_Text_
┄┄┄┄┄┄┄┄┄┄┄┄┄┄┄┄┄┄┄┄

Filed under: Heroes Return, Malta | Tags: Heroes Return, Big Lottery Fund, Malta, George Cross
Ronald Quested considers himself lucky. He survived, when more than 30,000 Merchant Navy seamen were killed during the Second World War.
Many seamen paid the ultimate price, hunted by U-boat ‘Wolfpacks’ and dive-bombed by enemy aircraft while importing vital food, fuel and ammunition to allow an Allied victory.
Ronald, from Ingatestone, Essex, wants their sacrifice to never be forgotten. He, along with two other Merchant Navy veterans and two war widows, is making a visit to Malta to mark the 70th anniversary on Sunday 15 April 2012 of the Maltese people being awarded collectively the George Cross for their bravery in withstanding an intensive bombing campaign on the island.
The £8,150 cost of the visit is being funded by the Big Lottery Fund’s Heroes Return 2 programme. As part of the commemorations, his party will be joining a tribute to fellow Merchant Navy seamen killed when a hospital ship was attacked and sunk near Anzio.

┄┄┄┄┄┄┄┄┄┄┄┄┄┄┄┄┄┄┄┄

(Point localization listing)
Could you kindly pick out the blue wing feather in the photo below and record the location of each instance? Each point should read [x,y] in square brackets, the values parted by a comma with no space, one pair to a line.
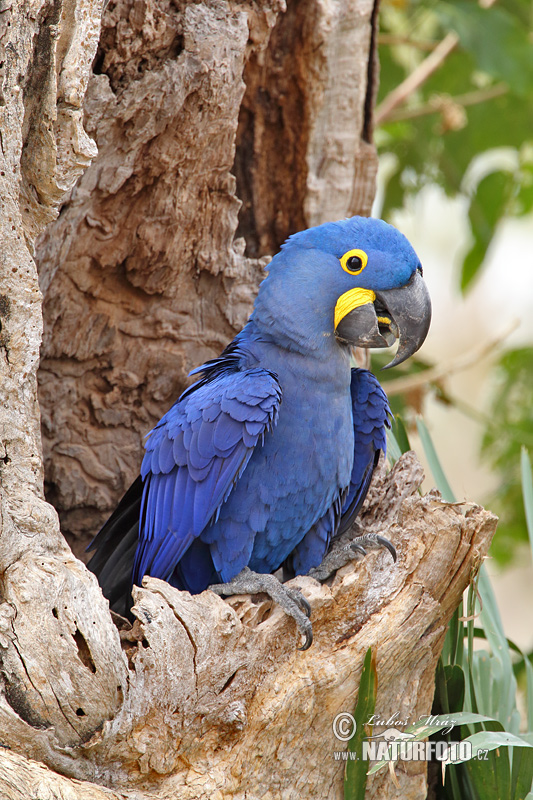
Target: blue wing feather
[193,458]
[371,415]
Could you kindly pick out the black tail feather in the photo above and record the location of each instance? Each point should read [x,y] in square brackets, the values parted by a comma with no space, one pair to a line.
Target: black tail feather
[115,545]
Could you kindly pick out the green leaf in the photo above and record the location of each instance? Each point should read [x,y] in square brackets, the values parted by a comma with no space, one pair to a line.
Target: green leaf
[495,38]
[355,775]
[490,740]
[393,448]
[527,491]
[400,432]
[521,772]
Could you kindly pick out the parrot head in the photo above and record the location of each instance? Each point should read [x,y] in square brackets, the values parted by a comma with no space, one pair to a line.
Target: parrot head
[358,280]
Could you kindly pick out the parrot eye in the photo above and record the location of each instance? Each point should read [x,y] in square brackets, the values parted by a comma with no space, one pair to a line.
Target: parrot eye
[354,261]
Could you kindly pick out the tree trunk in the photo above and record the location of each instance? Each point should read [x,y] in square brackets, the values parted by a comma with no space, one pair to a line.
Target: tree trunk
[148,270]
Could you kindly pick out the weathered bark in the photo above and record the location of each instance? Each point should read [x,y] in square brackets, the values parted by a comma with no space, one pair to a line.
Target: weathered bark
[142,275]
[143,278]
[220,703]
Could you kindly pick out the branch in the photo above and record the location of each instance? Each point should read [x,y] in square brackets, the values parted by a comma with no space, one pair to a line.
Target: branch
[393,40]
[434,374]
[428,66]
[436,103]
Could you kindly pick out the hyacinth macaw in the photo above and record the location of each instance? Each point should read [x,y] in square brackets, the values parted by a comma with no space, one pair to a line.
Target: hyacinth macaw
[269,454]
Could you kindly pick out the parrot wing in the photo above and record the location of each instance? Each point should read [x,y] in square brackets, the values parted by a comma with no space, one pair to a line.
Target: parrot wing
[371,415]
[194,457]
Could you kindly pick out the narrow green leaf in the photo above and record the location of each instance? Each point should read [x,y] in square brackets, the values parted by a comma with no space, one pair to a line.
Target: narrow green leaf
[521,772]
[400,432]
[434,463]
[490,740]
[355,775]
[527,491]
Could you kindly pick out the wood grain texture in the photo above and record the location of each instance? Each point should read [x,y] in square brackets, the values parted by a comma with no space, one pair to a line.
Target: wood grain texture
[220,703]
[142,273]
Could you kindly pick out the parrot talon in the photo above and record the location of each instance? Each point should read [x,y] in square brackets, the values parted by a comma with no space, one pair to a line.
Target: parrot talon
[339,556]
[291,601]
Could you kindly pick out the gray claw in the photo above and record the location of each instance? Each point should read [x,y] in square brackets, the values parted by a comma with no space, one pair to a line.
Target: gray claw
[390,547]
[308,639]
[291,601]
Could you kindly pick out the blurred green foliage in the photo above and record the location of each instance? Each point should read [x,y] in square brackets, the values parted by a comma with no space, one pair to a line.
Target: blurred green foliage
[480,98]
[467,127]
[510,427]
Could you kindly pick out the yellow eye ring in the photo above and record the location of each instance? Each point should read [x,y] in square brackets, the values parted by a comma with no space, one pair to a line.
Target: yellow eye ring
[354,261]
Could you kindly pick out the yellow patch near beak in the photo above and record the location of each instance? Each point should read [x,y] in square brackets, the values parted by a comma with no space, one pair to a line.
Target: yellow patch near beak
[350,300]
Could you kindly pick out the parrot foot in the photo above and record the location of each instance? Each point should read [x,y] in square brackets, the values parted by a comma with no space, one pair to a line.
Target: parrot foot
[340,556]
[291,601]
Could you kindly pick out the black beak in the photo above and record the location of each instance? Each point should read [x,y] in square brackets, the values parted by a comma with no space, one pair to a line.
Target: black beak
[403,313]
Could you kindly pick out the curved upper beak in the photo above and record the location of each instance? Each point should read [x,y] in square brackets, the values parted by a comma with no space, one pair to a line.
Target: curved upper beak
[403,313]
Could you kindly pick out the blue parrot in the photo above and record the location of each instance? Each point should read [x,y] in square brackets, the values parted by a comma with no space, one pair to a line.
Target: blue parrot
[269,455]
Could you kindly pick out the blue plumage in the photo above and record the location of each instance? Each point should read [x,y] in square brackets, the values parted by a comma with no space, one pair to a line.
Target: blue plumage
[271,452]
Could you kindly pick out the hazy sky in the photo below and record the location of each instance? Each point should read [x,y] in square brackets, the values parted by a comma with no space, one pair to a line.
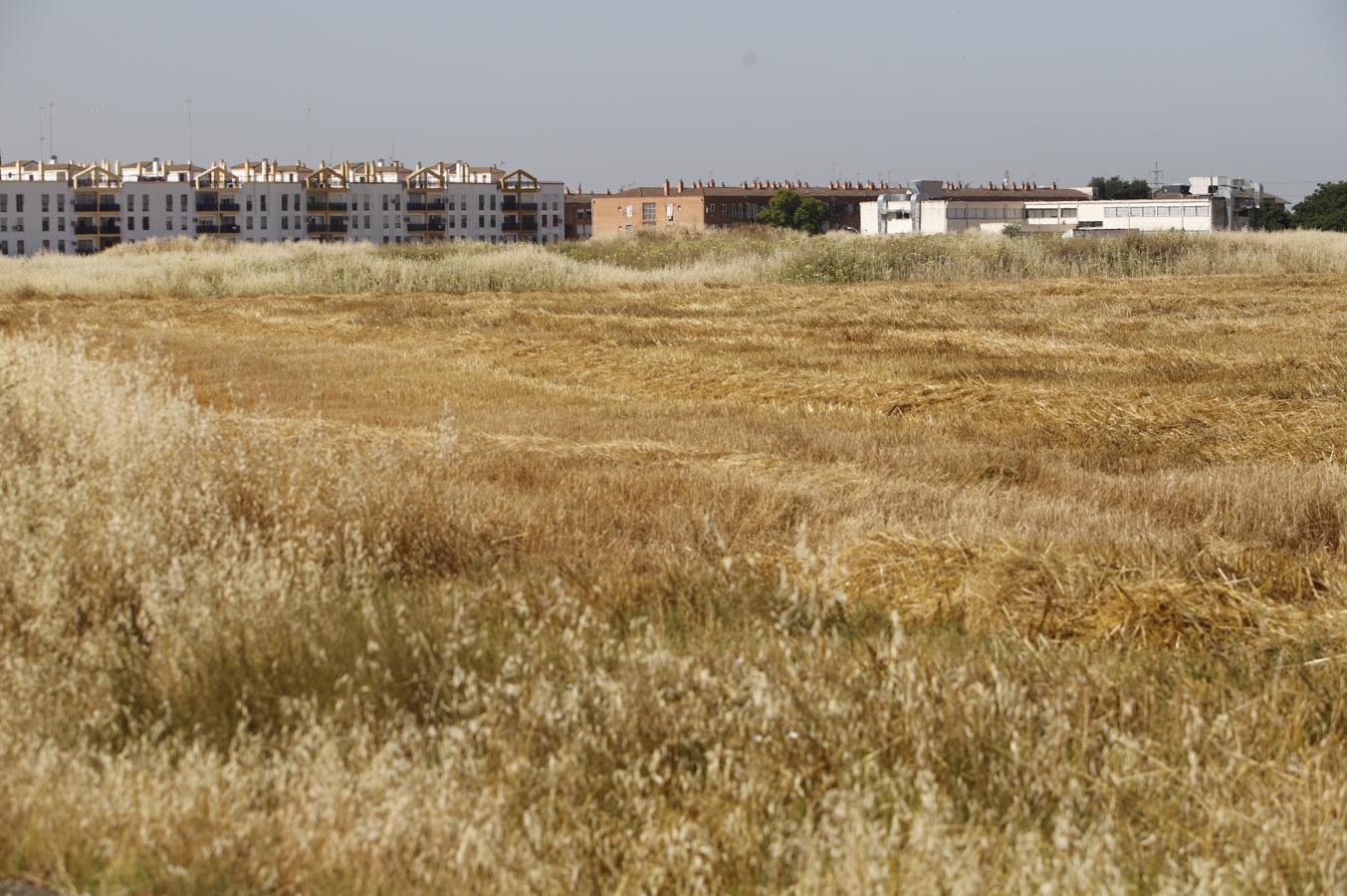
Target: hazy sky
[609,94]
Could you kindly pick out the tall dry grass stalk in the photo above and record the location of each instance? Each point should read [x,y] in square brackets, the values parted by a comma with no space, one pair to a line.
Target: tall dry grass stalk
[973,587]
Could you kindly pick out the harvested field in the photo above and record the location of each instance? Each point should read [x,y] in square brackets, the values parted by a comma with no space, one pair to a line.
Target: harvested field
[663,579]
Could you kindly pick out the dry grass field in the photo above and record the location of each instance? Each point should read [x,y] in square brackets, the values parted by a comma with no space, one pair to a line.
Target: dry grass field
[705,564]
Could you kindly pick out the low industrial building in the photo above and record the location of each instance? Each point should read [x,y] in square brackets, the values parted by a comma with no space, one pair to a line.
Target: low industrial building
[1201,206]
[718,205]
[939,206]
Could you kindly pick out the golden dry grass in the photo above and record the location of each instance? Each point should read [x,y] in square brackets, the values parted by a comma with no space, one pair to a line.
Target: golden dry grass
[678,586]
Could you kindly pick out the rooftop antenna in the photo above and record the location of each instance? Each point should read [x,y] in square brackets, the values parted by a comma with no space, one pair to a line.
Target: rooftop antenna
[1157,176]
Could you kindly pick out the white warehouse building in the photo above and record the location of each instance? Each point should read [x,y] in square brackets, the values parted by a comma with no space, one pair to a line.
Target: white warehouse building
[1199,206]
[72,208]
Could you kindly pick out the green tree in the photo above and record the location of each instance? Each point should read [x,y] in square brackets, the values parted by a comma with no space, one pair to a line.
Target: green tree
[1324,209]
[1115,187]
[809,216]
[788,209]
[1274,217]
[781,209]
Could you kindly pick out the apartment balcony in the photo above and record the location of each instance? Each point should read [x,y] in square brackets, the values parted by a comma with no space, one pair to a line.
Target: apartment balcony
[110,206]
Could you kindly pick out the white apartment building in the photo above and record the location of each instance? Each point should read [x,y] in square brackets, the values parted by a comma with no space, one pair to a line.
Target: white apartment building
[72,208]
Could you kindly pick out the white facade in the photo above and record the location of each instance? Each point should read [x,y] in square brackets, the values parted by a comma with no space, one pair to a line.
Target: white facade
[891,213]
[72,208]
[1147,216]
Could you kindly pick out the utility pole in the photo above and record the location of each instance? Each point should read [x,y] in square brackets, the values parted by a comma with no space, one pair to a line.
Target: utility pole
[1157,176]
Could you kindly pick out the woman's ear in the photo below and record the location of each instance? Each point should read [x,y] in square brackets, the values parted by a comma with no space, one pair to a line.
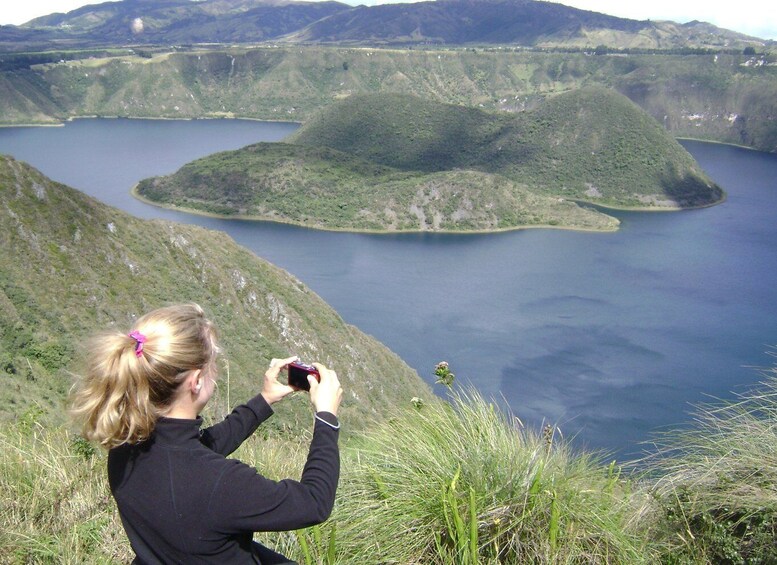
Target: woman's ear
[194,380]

┄┄┄┄┄┄┄┄┄┄┄┄┄┄┄┄┄┄┄┄

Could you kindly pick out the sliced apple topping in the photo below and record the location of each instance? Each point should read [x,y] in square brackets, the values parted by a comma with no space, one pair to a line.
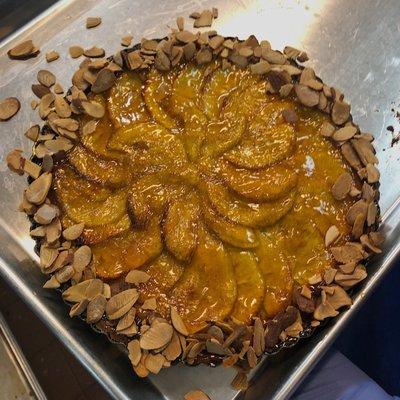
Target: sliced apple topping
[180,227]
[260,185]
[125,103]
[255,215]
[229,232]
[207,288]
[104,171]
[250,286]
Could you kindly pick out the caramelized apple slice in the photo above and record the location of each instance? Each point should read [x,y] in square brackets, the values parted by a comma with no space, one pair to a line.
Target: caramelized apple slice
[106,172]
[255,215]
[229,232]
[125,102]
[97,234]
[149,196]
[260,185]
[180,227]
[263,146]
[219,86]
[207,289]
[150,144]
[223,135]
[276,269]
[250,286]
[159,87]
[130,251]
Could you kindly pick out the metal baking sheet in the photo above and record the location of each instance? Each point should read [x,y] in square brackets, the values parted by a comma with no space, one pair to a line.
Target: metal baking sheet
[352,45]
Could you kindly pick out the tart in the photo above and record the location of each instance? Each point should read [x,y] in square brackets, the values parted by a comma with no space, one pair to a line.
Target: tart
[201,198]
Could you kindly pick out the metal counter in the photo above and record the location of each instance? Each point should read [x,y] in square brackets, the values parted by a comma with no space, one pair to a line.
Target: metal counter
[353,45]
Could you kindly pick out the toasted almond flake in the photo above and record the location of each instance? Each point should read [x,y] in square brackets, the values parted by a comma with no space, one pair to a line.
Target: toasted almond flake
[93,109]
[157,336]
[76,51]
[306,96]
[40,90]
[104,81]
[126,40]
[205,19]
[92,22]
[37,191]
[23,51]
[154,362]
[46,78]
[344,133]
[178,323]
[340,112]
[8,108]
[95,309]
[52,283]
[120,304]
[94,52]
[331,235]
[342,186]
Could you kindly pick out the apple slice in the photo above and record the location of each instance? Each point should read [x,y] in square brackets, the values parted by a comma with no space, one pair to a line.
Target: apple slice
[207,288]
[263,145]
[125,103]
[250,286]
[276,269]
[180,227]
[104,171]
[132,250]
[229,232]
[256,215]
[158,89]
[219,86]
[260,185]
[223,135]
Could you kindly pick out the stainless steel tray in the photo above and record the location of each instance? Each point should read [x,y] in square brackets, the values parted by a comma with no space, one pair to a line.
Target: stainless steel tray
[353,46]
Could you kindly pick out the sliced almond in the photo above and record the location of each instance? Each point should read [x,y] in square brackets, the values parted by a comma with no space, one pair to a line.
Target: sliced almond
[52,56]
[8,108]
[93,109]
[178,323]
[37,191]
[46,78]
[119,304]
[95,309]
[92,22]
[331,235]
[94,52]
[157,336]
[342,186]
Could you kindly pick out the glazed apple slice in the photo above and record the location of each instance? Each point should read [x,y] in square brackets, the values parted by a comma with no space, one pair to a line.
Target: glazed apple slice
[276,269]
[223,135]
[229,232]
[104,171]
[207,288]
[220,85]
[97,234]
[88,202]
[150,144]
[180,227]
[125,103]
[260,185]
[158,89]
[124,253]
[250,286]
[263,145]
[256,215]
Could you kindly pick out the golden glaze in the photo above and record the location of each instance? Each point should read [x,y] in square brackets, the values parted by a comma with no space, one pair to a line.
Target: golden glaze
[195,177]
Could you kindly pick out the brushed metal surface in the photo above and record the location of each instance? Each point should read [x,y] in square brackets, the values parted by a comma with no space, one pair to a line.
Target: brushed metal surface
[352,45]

┄┄┄┄┄┄┄┄┄┄┄┄┄┄┄┄┄┄┄┄

_Assignment_
Answer these questions using the Malta visit text:
1. How many Merchant Navy seamen were killed during the Second World War?
2. Where is Ronald Quested from?
3. What is the cost of the visit, and which program is funding it?

_Answer for the task_
1. More than 30,000.
2. Ingatestone, Essex.
3. £8,150, funded by the Big Lottery Fund's Heroes Return 2 programme.